Eine zweite Sprache ist ein Geschenk

Maria Daniel, Julia Gromovaya und Birgül Simsek-Tapli arbeiten alle bei der IFAK in Hattingen. Die drei Frauen haben alle einen mehrsprachigen Lebenshintergrund. Marias Muttersprache ist Polnisch, Julias Muttersprache ist Russisch und Birgül spricht Türkisch. Daneben sprechen alle Deutsch. Alle haben Kinder und die sind mehrsprachig aufgewachsen. Ein Gewinn, wie alle drei übereinstimmend sagen. Mehrsprachigkeit in der frühkindlichen Erziehung war das Thema des Elterntreffs „Hattingen hat interessierte Eltern“ im Februar 2016.

Die IFAK (eigentlich die Abkürzung für Initiative für ausländische Kinder, heute geführt unter Verein für multikulturelle Kinder- und Jugendhilfe – Migrationsarbeit) hat noch ihren Sitz in der Hattinger Bahnhofstraße, zieht jedoch bald zum Krämersdorf.
Einig sind sich die Expertinnen: Wenn es die Möglichkeit gibt, ein Kind bilingual, also zweisprachig, aufwachsen zu lassen, sollte man dies unbedingt tun. Eine zweite Sprache ist ein Geschenk und ein großer Vorteil in der heutigen multikulturellen Gesellschaft und für die Anforderungen in der Berufswelt.
Man unterscheidet zwischen simultan bilingualen Kindern (also solchen, die sehr früh mit zwei verschiedenen Sprachen aufwachsen). Hier sprechen die Elternteile in der Regel unterschiedliche Sprachen und so wächst das Kind selbstverständlich mit zwei Sprachen auf.
Die anderen Kinder sind die sukzessiv zweisprachigen Kinder, die zunächst nur ihre Muttersprache lernen. Erst ab dem Alter von drei Jahren, oft durch den Kontakt zum Kindergarten, kommt eine weitere Sprache, in der Regel Deutsch, dazu. Diese Kinder haben in den ersten Lebensjahren nur die Muttersprache der Eltern kennengelernt.
Bei der Sprachentwicklung der simultan bilingualen Kinder kann man oft eine Vermischung beider Sprachen beobachten. Das ist völlig normal. Während man früher darin eine Überforderung sah, geht man heute eher von einer kreativen Nutzung beider Sprachen aus. „Wenn ich mit meinem Sohn meine Mutter in Polen besuchte, dann hat man Sohn zunächst nur Deutsch gesprochen. War er wieder hier, sprach er eine Woche nur Polnisch. Auch das ist völlig normal“, erklärt Maria Daniel.
**********
• _Aufgabenstellung_:
a) Beantworte die folgenden Fragen zum Text über Mehrsprachigkeit.
(i) Welche Muttersprache hat Julia Gromovaya?
(ii) Wohin zieht die IFAK bald um?
(iii) Ab welchem Alter kommt bei sukzessiv zweisprachigen Kindern eine weitere Sprache dazu?
b) Schreibe aus dem Text über Mehrsprachigkeit den Abschnitt von „Maria Daniel, Julia“ bis „bald zum Krämersdorf.“ wortgetreu ab.

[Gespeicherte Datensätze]
**********
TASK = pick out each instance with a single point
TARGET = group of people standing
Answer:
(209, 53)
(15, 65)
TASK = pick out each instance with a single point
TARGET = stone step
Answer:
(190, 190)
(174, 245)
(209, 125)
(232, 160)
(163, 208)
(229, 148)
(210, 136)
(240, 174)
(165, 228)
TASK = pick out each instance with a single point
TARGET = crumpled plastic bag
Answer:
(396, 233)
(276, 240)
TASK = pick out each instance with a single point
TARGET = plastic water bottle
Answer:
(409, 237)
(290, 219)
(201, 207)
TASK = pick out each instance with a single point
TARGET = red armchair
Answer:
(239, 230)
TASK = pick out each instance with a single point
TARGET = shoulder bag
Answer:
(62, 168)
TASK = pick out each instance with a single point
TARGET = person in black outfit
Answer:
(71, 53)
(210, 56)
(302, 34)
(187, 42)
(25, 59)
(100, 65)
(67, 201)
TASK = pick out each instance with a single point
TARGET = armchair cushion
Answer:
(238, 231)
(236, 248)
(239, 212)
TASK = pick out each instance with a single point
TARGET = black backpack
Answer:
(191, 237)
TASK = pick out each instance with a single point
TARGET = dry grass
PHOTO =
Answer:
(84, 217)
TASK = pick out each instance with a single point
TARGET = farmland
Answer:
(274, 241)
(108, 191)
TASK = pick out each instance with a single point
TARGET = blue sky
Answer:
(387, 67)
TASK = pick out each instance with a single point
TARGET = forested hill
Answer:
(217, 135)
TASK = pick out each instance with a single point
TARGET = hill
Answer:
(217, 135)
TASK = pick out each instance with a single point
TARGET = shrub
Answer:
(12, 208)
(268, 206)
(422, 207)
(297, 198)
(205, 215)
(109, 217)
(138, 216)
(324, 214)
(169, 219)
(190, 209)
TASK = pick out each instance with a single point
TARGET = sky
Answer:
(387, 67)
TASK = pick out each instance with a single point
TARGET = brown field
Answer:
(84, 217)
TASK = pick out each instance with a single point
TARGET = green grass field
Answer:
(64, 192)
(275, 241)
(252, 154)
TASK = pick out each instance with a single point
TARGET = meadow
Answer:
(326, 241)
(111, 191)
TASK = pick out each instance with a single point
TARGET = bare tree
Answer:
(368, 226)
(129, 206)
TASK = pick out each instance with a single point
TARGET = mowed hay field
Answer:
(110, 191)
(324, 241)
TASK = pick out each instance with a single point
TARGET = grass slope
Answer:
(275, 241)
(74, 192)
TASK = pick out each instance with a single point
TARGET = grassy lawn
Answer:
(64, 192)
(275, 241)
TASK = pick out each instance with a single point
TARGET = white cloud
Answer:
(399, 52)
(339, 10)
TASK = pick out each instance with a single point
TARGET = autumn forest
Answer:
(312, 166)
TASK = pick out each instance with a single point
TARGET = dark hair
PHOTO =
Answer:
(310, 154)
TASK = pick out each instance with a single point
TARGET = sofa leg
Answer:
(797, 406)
**********
• _Lösungen zur Übung_:
a)
(i) Russisch
(ii) Zum Krämersdorf
(iii) Ab dem Alter von drei Jahren

b)
Maria Daniel, Julia Gromovaya und Birgül Simsek-Tapli arbeiten alle bei der IFAK in Hattingen. Die drei Frauen haben alle einen mehrsprachigen Lebenshintergrund. Marias Muttersprache ist Polnisch, Julias Muttersprache ist Russisch und Birgül spricht Türkisch. Daneben sprechen alle Deutsch. Alle haben Kinder und die sind mehrsprachig aufgewachsen. Ein Gewinn, wie alle drei übereinstimmend sagen. Mehrsprachigkeit in der frühkindlichen Erziehung war das Thema des Elterntreffs „Hattingen hat interessierte Eltern“ im Februar 2016.

Die IFAK (eigentlich die Abkürzung für Initiative für ausländische Kinder, heute geführt unter Verein für multikulturelle Kinder- und Jugendhilfe – Migrationsarbeit) hat noch ihren Sitz in der Hattinger Bahnhofstraße, zieht jedoch bald zum Krämersdorf.